▶ _RAW DATA_
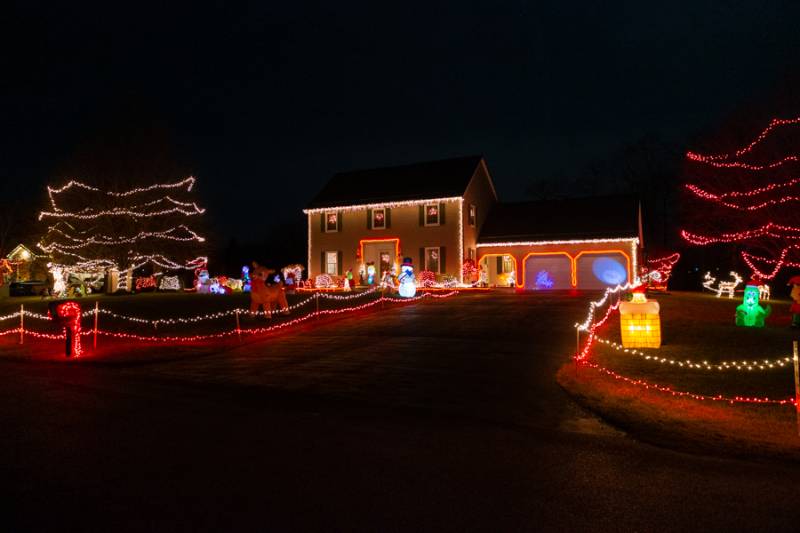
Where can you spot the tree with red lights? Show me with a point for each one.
(750, 198)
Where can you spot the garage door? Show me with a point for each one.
(599, 271)
(548, 272)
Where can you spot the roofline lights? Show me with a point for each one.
(359, 207)
(634, 240)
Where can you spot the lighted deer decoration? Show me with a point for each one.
(728, 287)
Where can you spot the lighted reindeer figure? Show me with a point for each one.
(728, 287)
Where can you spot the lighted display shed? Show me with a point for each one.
(587, 243)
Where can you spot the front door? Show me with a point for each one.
(386, 261)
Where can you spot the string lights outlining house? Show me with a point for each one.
(443, 213)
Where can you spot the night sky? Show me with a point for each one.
(264, 102)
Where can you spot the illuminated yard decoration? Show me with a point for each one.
(794, 281)
(609, 271)
(640, 321)
(96, 230)
(170, 283)
(296, 270)
(750, 313)
(59, 280)
(324, 281)
(246, 281)
(370, 274)
(5, 270)
(659, 270)
(727, 287)
(543, 280)
(427, 279)
(764, 292)
(148, 282)
(750, 196)
(408, 285)
(469, 271)
(68, 316)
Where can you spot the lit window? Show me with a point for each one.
(332, 263)
(379, 219)
(331, 222)
(432, 215)
(432, 259)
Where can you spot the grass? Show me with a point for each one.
(698, 327)
(151, 306)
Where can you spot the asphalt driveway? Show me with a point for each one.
(438, 416)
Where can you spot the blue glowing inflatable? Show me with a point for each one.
(609, 271)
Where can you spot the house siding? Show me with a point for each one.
(404, 225)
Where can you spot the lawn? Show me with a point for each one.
(698, 329)
(158, 306)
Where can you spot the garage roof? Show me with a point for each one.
(599, 217)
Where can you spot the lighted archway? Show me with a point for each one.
(513, 258)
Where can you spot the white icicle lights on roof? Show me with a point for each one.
(96, 229)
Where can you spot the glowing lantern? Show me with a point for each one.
(750, 314)
(640, 322)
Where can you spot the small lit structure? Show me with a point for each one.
(640, 321)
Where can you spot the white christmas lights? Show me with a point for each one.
(361, 207)
(727, 287)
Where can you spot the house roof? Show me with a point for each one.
(599, 217)
(445, 178)
(19, 251)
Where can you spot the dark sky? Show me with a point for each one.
(264, 101)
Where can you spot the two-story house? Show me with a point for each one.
(431, 212)
(441, 213)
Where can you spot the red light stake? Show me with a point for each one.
(68, 315)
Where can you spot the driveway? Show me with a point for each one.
(439, 416)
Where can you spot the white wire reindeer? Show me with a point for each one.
(724, 286)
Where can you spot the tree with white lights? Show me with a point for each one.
(91, 229)
(750, 198)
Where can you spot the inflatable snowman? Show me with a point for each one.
(408, 285)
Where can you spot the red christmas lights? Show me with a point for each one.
(71, 312)
(770, 244)
(592, 324)
(68, 316)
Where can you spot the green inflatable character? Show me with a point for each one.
(750, 313)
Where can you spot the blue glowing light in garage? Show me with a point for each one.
(609, 271)
(543, 280)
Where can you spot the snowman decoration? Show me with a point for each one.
(408, 285)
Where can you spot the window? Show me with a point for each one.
(432, 214)
(508, 264)
(379, 219)
(332, 263)
(432, 259)
(331, 222)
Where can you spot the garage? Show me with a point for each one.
(548, 272)
(599, 270)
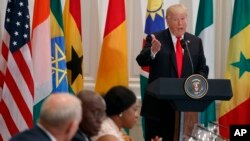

▶ _YOUR GOAL_
Please give back every line above exactly as it stands, without pictures.

▶ _EXERCISE RESULT_
Where can you spot the tree with red lights? Show me with a point for each one.
(750, 198)
Where can you spot the garage door? Show me with a point for each one.
(599, 271)
(548, 272)
Where can you spot the roofline lights? Show me with a point for each one.
(359, 207)
(634, 240)
Where can you spot the lighted deer decoration? Show me with a point for each one.
(728, 287)
Where can you spot the lighted reindeer figure? Show me with a point for each one.
(728, 287)
Where can you spot the lighted display shed? Show me with a point for each one.
(587, 243)
Where can you spot the front door? Show me with a point for each one.
(386, 261)
Where can you spot the string lights outlining house? Show me with a point for each one.
(443, 213)
Where can you spot the night sky? Show me with a point for each one.
(264, 102)
Where can you spot the illuminated yard decoration? Show me with a point for each one.
(794, 281)
(609, 271)
(640, 321)
(96, 230)
(170, 283)
(296, 270)
(750, 313)
(59, 280)
(324, 281)
(246, 281)
(370, 274)
(5, 270)
(659, 270)
(727, 287)
(543, 280)
(427, 279)
(764, 292)
(148, 282)
(750, 196)
(408, 285)
(469, 271)
(68, 316)
Where can you spot the lit window? Show me with a point for each one.
(332, 263)
(379, 219)
(331, 222)
(432, 215)
(432, 259)
Where can you spot the grass? Show me with a point for each one.
(698, 327)
(151, 306)
Where can you spot the asphalt driveway? Show me with a point for each one.
(438, 416)
Where can you spot the blue glowing inflatable? Show me with a point for each one.
(609, 271)
Where can you spot the house siding? Show me with a point for each one.
(404, 225)
Where can you spot the lawn? Show me with a point for each one.
(698, 329)
(158, 306)
Where can you spot the garage roof? Show me with a point for each one.
(599, 217)
Where can you spot the lighted archway? Show me with a point for each one.
(513, 258)
Where can you spot the white icicle lights on roof? Show me with a point for each one.
(96, 229)
Where can you spot the glowing lantern? Show me with a point for each one.
(750, 314)
(640, 322)
Where can you spot the small lit structure? Show me with a point for each one.
(640, 321)
Where can you spot the white christmas lights? Show me with a point for each one.
(361, 207)
(727, 287)
Where can you spot the house roof? Show me with a point for each one.
(599, 217)
(445, 178)
(19, 251)
Where can you spot the dark sky? Show me with a point for each one.
(264, 101)
Where can you spot the two-story house? Show me with a point for each one.
(431, 212)
(441, 213)
Where can you spot the red light stake? Show me with a point for each one.
(68, 315)
Where can you spot the driveway? Show me with a point for each one.
(439, 416)
Where can you spot the white wire reindeer? Show me with a point for each one.
(724, 286)
Where can you spot the tree with white lights? Show me with a point for each one.
(91, 229)
(750, 198)
Where can you spot the inflatable snowman? Show me with a point for each one.
(408, 285)
Where can you spot the red christmas lights? Show me with a point for each one.
(71, 312)
(770, 244)
(592, 324)
(68, 316)
Where can you spot the green inflatable character? Show me with a point for each one.
(750, 313)
Where can you spot the blue glowing light in garage? Show me with a point for each one.
(609, 271)
(543, 280)
Where can you spot the snowman decoration? Show me with a point for each one.
(408, 285)
Where can you spot the window? Show me with a point for each one.
(432, 214)
(508, 264)
(379, 219)
(332, 263)
(432, 259)
(331, 222)
Where can you spot the garage? Show me with a point for each one.
(548, 272)
(599, 270)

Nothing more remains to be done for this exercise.